Records from a labeling collection:
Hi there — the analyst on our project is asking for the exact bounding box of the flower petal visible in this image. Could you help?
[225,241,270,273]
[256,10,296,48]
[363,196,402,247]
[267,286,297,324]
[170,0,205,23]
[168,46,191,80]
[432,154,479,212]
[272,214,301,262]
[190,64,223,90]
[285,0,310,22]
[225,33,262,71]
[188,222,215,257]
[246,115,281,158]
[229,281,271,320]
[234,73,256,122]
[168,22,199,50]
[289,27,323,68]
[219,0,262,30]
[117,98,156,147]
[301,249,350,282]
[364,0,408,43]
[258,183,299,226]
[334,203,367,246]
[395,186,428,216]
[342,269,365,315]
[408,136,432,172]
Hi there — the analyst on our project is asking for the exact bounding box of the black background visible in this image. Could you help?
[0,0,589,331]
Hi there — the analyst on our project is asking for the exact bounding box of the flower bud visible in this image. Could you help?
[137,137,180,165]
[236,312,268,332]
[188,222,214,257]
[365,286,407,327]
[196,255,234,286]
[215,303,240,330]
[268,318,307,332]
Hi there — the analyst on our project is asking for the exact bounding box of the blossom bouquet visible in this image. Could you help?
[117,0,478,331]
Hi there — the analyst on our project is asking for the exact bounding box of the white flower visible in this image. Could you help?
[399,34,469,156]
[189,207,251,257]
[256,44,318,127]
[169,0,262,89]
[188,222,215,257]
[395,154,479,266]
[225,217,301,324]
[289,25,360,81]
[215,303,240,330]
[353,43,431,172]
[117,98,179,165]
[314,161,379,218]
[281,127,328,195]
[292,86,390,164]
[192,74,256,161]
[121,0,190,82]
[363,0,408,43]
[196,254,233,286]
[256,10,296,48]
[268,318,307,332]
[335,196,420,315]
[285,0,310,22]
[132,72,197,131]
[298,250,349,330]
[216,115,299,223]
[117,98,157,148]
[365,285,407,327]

▶ **CHALLENGE**:
Render everything from the line containing "bouquet visible in this image. Could you help?" down to the line containing "[117,0,478,331]" as a Markdown table with the columns Row and Entry, leaving out any blank lines.

▶ **RESPONSE**:
| Row | Entry |
|---|---|
| 1 | Hi there — the analyst on our project is asking for the exact bounding box of the blossom bouquet visible in this image. Could you help? |
| 2 | [117,0,478,331] |